§ Passage shown
--- START ---

[SPARK-34897][SQL][3.1] Support reconcile schemas based on index after nested column pruning by wangyum · Pull Request #32279 · apache/spark

wangyum · 2021-04-21T23:55:15Z

This PR backports #31993 to branch-3.1. The origin PR description:

What changes were proposed in this pull request?

It will remove StructField when pruning nested columns. For example:

spark.sql(
  """
    |CREATE TABLE t1 (
    |  _col0 INT,
    |  _col1 STRING,
    |  _col2 STRUCT<c1: STRING, c2: STRING, c3: STRING, c4: BIGINT>)
    |USING ORC
    |""".stripMargin)

spark.sql("INSERT INTO t1 values(1, '2', struct('a', 'b', 'c', 10L))")

spark.sql("SELECT _col0, _col2.c1 FROM t1").show

Before this pr. The returned schema is: `_col0` INT,`_col2` STRUCT<`c1`: STRING> add it will throw exception:

java.lang.AssertionError: assertion failed: The given data schema struct<_col0:int,_col2:struct<c1:string>> has less fields than the actual ORC physical schema, no idea which columns were dropped, fail to read.
	at scala.Predef$.assert(Predef.scala:223)
	at org.apache.spark.sql.execution.datasources.orc.OrcUtils$.requestedColumnIds(OrcUtils.scala:160)

After this pr. The returned schema is: `_col0` INT,`_col1` STRING,`_col2` STRUCT<`c1`: STRING>.

The finally schema is `_col0` INT,`_col2` STRUCT<`c1`: STRING> after the complete column pruning:

spark/sql/core/src/main/scala/org/apache/spark/sql/execution/datasources/FileSourceStrategy.scala

Lines 208 to 213 in 7a5647a

    
           val readDataColumns = 
        
             dataColumns 
        
               .filter(requiredAttributes.contains)

--- END ---

§ Data excerpt
--- START ---

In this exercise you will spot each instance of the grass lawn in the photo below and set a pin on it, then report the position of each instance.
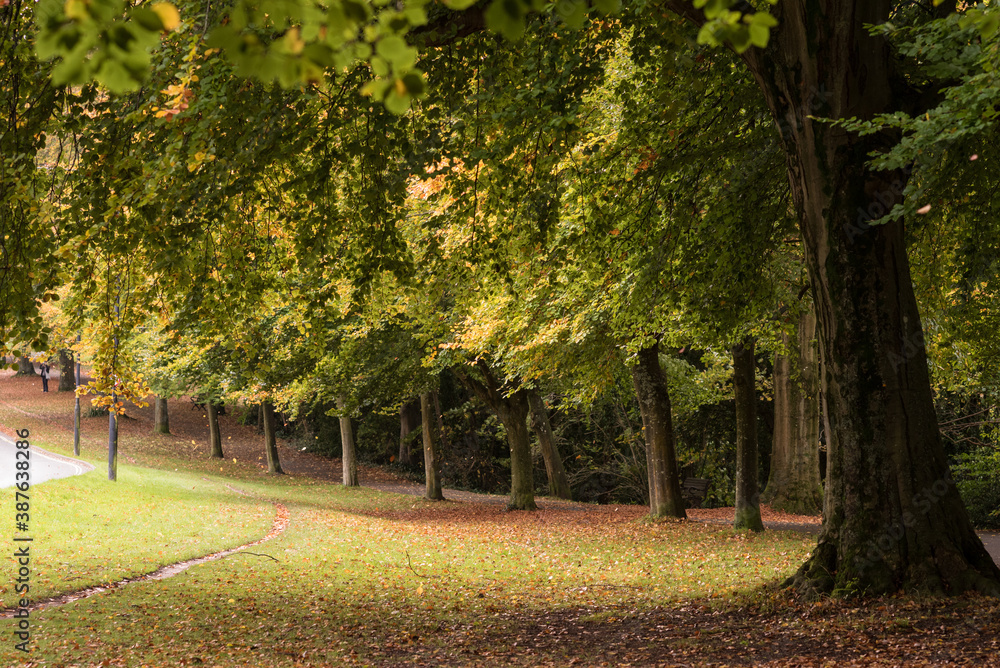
(362, 577)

--- END ---

§ Task set
A) According to the pull request, which branch does it backport #31993 to?
B) Return the part of the pull request from "This PR backports" to "STRING, c4: BIGINT>)".
C) For each statement, say whether it agrees with the pull request, answering yes or no and quoting the words from it that decide. (i) The example table t1 is stored in ORC format. (ii) Before the change, the returned schema included `_col1` STRING. (iii) The assertion error reports that the given data schema has fewer fields than the actual ORC physical schema.
Nothing in the listing is needed here.

§ Answers in order
A) branch-3.1

B)
This PR backports #31993 to branch-3.1. The origin PR description:

What changes were proposed in this pull request?

It will remove StructField when pruning nested columns. For example:

spark.sql(
  """
    |CREATE TABLE t1 (
    |  _col0 INT,
    |  _col1 STRING,
    |  _col2 STRUCT<c1: STRING, c2: STRING, c3: STRING, c4: BIGINT>)

C)
(i) Yes: "USING ORC"
(ii) No: "Before this pr. The returned schema is: `_col0` INT,`_col2` STRUCT<`c1`: STRING>"
(iii) Yes: "has less fields than the actual ORC physical schema"